Data section:
○ ○ ○ ○
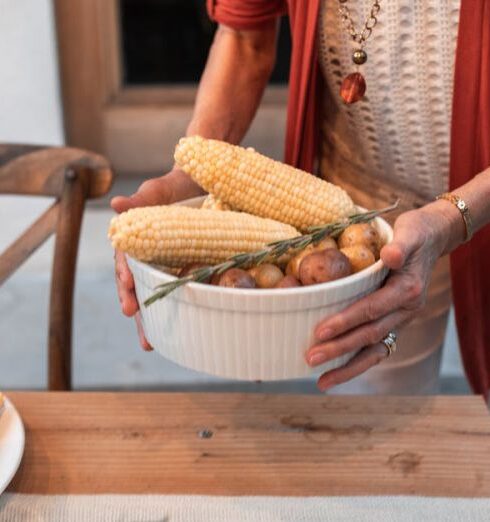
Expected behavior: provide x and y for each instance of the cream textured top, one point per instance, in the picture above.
(397, 138)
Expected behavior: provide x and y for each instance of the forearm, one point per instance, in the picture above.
(476, 194)
(236, 73)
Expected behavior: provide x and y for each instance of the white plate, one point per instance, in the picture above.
(12, 440)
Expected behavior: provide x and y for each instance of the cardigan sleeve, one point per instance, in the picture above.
(245, 14)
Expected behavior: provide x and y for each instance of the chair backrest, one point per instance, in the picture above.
(70, 176)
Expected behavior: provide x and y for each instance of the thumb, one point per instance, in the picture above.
(395, 254)
(123, 203)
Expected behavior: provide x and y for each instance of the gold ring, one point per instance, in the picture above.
(390, 343)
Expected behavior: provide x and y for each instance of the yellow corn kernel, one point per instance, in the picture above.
(213, 203)
(253, 183)
(190, 235)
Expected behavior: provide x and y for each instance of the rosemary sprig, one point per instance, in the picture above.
(271, 252)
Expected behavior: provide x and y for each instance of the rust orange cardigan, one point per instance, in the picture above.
(470, 142)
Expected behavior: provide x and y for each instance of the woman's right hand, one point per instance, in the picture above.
(172, 187)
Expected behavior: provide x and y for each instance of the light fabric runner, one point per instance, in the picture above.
(186, 508)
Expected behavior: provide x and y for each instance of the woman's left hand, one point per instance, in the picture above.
(420, 238)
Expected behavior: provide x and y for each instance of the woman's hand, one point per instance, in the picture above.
(174, 186)
(420, 238)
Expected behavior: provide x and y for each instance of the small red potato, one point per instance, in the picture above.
(288, 282)
(323, 266)
(236, 278)
(267, 275)
(361, 234)
(360, 257)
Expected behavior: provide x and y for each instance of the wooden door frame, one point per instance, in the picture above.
(135, 127)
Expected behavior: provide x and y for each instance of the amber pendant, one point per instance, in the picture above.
(353, 88)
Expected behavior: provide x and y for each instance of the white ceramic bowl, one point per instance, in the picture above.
(246, 334)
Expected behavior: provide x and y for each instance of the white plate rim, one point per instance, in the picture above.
(12, 416)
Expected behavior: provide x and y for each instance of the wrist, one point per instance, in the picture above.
(451, 230)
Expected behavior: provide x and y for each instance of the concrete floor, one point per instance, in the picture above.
(106, 350)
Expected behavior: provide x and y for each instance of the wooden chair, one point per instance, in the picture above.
(71, 176)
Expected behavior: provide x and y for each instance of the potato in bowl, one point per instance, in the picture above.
(246, 333)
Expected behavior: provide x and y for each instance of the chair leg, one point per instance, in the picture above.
(63, 278)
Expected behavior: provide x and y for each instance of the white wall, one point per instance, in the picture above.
(30, 102)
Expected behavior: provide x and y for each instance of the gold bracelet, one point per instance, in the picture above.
(463, 209)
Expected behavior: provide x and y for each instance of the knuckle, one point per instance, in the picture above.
(373, 335)
(414, 288)
(379, 354)
(371, 311)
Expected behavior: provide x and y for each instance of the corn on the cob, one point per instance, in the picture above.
(213, 203)
(175, 236)
(249, 181)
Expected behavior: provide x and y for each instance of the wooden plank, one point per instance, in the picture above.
(25, 245)
(239, 444)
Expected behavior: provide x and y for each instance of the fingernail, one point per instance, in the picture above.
(324, 386)
(324, 334)
(316, 359)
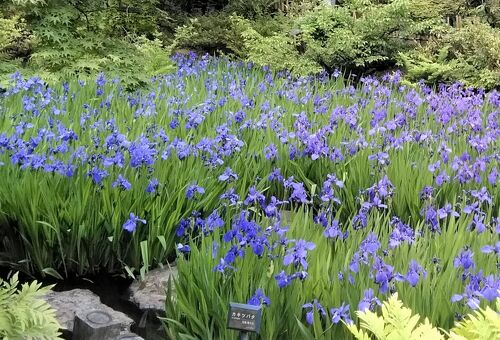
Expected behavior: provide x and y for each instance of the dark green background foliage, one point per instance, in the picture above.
(445, 40)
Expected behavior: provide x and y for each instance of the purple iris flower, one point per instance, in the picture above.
(194, 189)
(283, 279)
(383, 274)
(446, 211)
(254, 196)
(299, 193)
(401, 233)
(183, 248)
(152, 186)
(131, 224)
(97, 175)
(369, 301)
(381, 157)
(298, 253)
(259, 298)
(465, 260)
(228, 176)
(341, 313)
(271, 152)
(415, 270)
(122, 183)
(491, 249)
(310, 308)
○ ○ ○ ○
Given request: Except for the pictures, copy every line of the records above exactly.

The solution:
Expected behavior: provide x and y for each instance of the cream textured top, one point per instance, in the picture above.
(397, 138)
Expected behavior: provide x and y for each instance of the forearm, one point per instance, in the picture above.
(476, 194)
(236, 73)
Expected behavior: provide x and y for each instance of the white plate, one point per instance, in the picture above.
(12, 440)
Expected behavior: provide x and y for each instance of the cardigan sleeve, one point per instance, in the picture above.
(245, 14)
Expected behavior: provide x and y for each instance of the chair backrest, one point per instance, in the picture above.
(70, 176)
Expected behavior: provide x and y for each instance of the thumb, one point per instance, in the picture above.
(395, 254)
(123, 203)
Expected behavior: provide x and y for each instance of the gold ring, one point per instance, in the picture above.
(390, 343)
Expected behavior: provide x and y for each instance of the yellow corn kernel, one point per instance, in the picture above.
(213, 203)
(253, 183)
(190, 235)
Expected behavior: provide x and y for each instance of the rosemary sprig, one point per instance, in the picture above.
(271, 252)
Expected behavior: provide x and y for each instance of the rust orange cardigan, one point per instance, in the picture above.
(470, 142)
Expected behavior: provide x and y for each instance of the woman's right hand, one point per instance, in the picture above.
(172, 187)
Expected behavior: provide x and y for each instance of the light fabric runner, one point per instance, in the picture above.
(186, 508)
Expected behavior: provide x and y for each instance of the woman's left hand, one point per instance, in the picture above.
(420, 238)
Expected behavior: provide x and y for each instance of the woman's hand, one point per instance, in the picture above.
(174, 186)
(420, 238)
Expected behavior: provide x and y for each instance of the small red potato, one point per instance, in the picture above.
(288, 282)
(323, 266)
(236, 278)
(267, 275)
(361, 234)
(360, 257)
Expected behavior: provide x and y for each instance of the wooden door frame, one point per instance, in the picture above.
(135, 127)
Expected behavior: provide x and y for each instance of the amber pendant, one point per instance, in the picture above.
(353, 88)
Expected behavior: provide x and y for each instance of the white ceramic bowl, one point per instance, in the picture above.
(246, 334)
Expected behavior: provide x and y for each instance of the white plate rim, one point per instance, in the picture above.
(12, 416)
Expected behavior: provide x and y for each instance of the wrist, one point per instance, in the picture above.
(451, 230)
Expected behavior: provide x and y for each instance of the concrete floor, one point per instance, in the picture above.
(106, 350)
Expected behavior: provide x and y for each instance of the wooden chair, one point per instance, in the picture above.
(71, 176)
Expected behavior: provide x and y for each instance of the potato in bowl, one point per instance, in the picture above.
(246, 333)
Expected behavior: provide x and y for each instance of the chair leg, one point per instance, in the picture above.
(63, 278)
Expected behavior: provide x and y for each instance of the white wall, one point per instance, in the picture above.
(30, 102)
Expected behavior: provide x and y for each instance of the gold bracelet, one point per instance, in the picture above.
(463, 209)
Expected behavior: provide x and y for each instance of the knuckle, one point per instance, in the picture above.
(373, 335)
(414, 288)
(379, 354)
(371, 311)
Expected behavior: provide x and y for each instance of the corn on the cob, one point per instance, in the picture above.
(213, 203)
(175, 236)
(249, 181)
Expected behavior: provide x and y for each instance of the wooden plank, one point per instance, in the picture above.
(25, 245)
(239, 444)
Expected behavior: provide x and y for each instance of the fingernail, one point per instance, in the picture above.
(324, 386)
(324, 334)
(316, 359)
Expected behavior: provide x and y for each instance of the dark green background foliage, one point per instance, in the picture above.
(445, 40)
Expected behavior: provide x and y for each instance of the purple iris flower, one point per instance, in the picture above.
(194, 189)
(283, 279)
(383, 274)
(446, 211)
(254, 196)
(299, 193)
(401, 233)
(183, 248)
(152, 186)
(131, 224)
(97, 175)
(369, 301)
(381, 157)
(298, 253)
(259, 298)
(465, 260)
(228, 176)
(341, 313)
(271, 152)
(415, 270)
(122, 183)
(491, 249)
(310, 308)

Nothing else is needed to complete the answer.